WHAT THE TASK ASKS: What follows is a listing to be transcribed exactly.

[Excerpts from segmentation records]
++++++++++
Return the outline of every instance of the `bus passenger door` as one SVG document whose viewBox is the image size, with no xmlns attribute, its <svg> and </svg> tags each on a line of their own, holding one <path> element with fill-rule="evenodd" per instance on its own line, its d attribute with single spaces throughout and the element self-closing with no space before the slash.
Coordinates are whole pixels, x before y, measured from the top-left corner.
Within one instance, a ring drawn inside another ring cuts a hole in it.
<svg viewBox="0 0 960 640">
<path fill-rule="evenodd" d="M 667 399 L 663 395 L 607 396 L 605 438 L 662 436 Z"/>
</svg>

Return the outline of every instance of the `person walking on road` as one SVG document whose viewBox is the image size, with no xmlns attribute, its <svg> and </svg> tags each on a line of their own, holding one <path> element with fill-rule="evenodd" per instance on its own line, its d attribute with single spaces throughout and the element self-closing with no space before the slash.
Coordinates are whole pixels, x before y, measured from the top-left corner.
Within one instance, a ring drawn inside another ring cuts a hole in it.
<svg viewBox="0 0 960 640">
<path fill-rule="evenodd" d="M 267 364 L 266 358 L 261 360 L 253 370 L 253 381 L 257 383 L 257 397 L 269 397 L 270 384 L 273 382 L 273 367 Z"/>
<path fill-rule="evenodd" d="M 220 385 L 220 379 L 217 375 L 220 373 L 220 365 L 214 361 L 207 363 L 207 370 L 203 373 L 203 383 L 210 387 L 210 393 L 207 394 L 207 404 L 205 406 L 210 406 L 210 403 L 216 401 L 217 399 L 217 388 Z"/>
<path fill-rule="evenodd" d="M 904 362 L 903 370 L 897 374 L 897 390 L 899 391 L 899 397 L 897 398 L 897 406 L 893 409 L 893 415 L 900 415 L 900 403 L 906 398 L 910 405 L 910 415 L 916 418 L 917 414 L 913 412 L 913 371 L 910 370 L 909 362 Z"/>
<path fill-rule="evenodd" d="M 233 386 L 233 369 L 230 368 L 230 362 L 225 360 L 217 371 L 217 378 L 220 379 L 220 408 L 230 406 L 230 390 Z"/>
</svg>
++++++++++
COMPLETE OUTPUT:
Return the outline of every instance of the `bus passenger door` as one SVG document whose viewBox is the image size, with no xmlns attribute, its <svg> and </svg> tags each on a line of their own, holding one <path> element with fill-rule="evenodd" per instance on its own line, its d attribute with single spaces throughout and the element self-closing with no space before the slash.
Coordinates are whole pixels, x before y, measured from the top-left corner.
Within one instance, a ring drawn inside another ring cuts a hole in it.
<svg viewBox="0 0 960 640">
<path fill-rule="evenodd" d="M 667 399 L 663 395 L 607 396 L 605 438 L 662 436 Z"/>
</svg>

Return the outline of every instance of the `person walking on road` as one SVG document whose viewBox is the image size, with no xmlns attribute, its <svg> and </svg> tags each on a line of their own, holding one <path> element with fill-rule="evenodd" per instance on its own line, its d attribute with single spaces throughout and the element self-closing with no space before the slash.
Coordinates are whole pixels, x before y, measured from the top-left corner.
Within one instance, a ring drawn inside another ring cuts a hole in it.
<svg viewBox="0 0 960 640">
<path fill-rule="evenodd" d="M 267 364 L 266 358 L 261 360 L 253 370 L 253 381 L 257 383 L 257 397 L 269 397 L 270 384 L 273 382 L 273 367 Z"/>
<path fill-rule="evenodd" d="M 220 385 L 220 379 L 217 375 L 220 373 L 220 365 L 214 361 L 207 363 L 207 370 L 203 373 L 203 383 L 210 387 L 210 393 L 207 394 L 207 404 L 205 406 L 210 406 L 210 403 L 216 401 L 217 399 L 217 388 Z"/>
<path fill-rule="evenodd" d="M 904 362 L 903 370 L 897 374 L 897 390 L 899 391 L 899 397 L 897 398 L 897 406 L 893 409 L 893 415 L 900 415 L 900 403 L 906 398 L 910 405 L 910 415 L 916 418 L 917 414 L 913 412 L 913 371 L 910 370 L 909 362 Z"/>
<path fill-rule="evenodd" d="M 233 386 L 233 369 L 230 368 L 230 362 L 225 360 L 217 371 L 217 378 L 220 379 L 220 408 L 230 406 L 230 390 Z"/>
</svg>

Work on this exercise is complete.